Starting at the line that contains "riverbank shown above." and ending at the last line of the entries, copy those lines out in full and shift each coordinate in the answers by adding 84 to both of its numbers.

→ **Source data**
## Start

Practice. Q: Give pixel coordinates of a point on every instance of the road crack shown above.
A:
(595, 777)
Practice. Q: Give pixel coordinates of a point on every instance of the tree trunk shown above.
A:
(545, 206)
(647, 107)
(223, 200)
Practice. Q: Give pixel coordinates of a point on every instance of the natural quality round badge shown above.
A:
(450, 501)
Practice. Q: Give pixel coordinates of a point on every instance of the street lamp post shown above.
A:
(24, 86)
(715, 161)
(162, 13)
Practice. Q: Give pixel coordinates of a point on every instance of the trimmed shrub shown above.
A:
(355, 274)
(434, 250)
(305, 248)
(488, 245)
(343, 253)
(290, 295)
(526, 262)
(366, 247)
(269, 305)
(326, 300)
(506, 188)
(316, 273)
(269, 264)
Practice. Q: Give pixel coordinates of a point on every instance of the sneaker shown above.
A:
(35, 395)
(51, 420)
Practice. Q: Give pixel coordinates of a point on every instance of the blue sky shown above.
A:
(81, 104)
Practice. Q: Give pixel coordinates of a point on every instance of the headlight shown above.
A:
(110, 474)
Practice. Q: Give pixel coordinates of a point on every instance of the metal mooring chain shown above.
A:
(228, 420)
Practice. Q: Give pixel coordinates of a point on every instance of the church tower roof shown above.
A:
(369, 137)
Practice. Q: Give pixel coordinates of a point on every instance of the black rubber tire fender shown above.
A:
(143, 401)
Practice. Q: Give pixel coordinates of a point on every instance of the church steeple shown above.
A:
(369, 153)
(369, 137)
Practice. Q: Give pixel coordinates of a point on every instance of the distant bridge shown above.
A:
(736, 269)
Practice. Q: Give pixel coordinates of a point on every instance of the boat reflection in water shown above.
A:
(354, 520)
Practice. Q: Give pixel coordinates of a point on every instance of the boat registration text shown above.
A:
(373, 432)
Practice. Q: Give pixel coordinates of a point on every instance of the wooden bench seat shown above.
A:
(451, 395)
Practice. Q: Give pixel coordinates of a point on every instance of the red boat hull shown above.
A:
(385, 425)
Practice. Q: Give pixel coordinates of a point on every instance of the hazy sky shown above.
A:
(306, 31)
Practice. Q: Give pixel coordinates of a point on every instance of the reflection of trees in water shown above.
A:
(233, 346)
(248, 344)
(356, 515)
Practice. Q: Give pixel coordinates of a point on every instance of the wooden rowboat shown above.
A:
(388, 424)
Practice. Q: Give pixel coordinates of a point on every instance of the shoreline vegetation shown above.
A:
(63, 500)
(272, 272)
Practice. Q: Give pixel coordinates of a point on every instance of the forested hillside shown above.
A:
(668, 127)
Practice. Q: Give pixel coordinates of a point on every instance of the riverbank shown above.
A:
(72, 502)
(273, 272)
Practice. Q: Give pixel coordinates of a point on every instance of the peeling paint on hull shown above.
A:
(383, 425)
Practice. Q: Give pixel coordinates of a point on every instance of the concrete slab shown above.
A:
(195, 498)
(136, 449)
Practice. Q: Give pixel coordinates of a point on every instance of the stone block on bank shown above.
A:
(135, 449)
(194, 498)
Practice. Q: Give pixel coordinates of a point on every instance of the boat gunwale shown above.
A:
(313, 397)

## End

→ **Result**
Practice. Q: Give pixel coordinates of a point on every instance of the riverbank shown above.
A:
(156, 586)
(357, 356)
Practice. Q: Give pixel coordinates of a point on every instance of the peeling paint on hull shown above.
A:
(467, 509)
Practice. Q: Give pixel coordinates of a point on every instance of the concrete slab shown above.
A:
(279, 582)
(220, 533)
Practice. Q: Give pixel coordinates of a point on every instance of the stone block on bank shown above.
A:
(219, 533)
(278, 582)
Practice. Q: Give pixel coordinates of a point on every instance of the boat gunwale shown above.
A:
(397, 481)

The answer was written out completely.